ASSIGNMENT |
Answer these questions using the blog page.
1. What book does the writer say was finished?
2. What does the writer offer in the November 16 post?
3. Which movie does the November 14 post call puzzling?

Back from the beyond

Month: November 2002 (Page 3 of 5)

Post – November 18, 2002

“I do not need to explain why I say things. ? That’s the interesting thing about being the President. ? Maybe somebody needs to explain to me why they say something, but I don’t feel like I owe anybody an explanation.”
-U.S. President George W. Bush

Finished “The Bush Dyslexicon” yesterday. The title and the image of GWB on the cover would lead you to think this is just a thrown-together joke book of malapropisms. But it’s actually a rather detailed look at how Bush’s language betrays his actual nature. The quote above, given as part of a hagiographic 60 Minutes piece hawking Bob Woodward’s new book, “Bush at War,” is a perfect example of this. Bush looks at the presidency as his birthright, and gets a little exasperated when people actually require him to explain himself.

What the book also does is show the difference between a speaker and a thinker. We may not care that the president is the former, but I think we should care if he’s the latter.

Post – November 16, 2002

Most people get the urge to clean in the spring. I never get the urge to clean. But I do get the urge to throw stuff out – especially in the fall. In between reading “The Bush Dyslexicon” today, I’m filling up garbage bags with junk I can’t believe I held on to for this long. And this isn’t even stuff to give to St. Vincent’s: CDs for ancient software, old software boxes, all kinds of useless papers, envelopes of out-of-focus reunion photos, etc. And that’s just the office. Some people shop for therapy – I toss. It feels great.

Anybody want 10 years of Wired magazines?

Post – November 14, 2002

The most puzzling thing about “Auto Focus” is there doesn’t seem to be a point to it. Bob Crane was a minor celebrity who is only infamous today because of his brutal murder – fodder for a “True Hollywood Story,” maybe, but not a Paul Schrader movie.

EXERCISE DATA |
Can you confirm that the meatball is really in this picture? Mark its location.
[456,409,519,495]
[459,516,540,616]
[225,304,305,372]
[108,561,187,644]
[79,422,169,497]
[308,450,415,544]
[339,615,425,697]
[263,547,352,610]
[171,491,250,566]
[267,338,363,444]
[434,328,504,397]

RESPONSE |
1. "The Bush Dyslexicon"
2. 10 years of Wired magazines
3. "Auto Focus"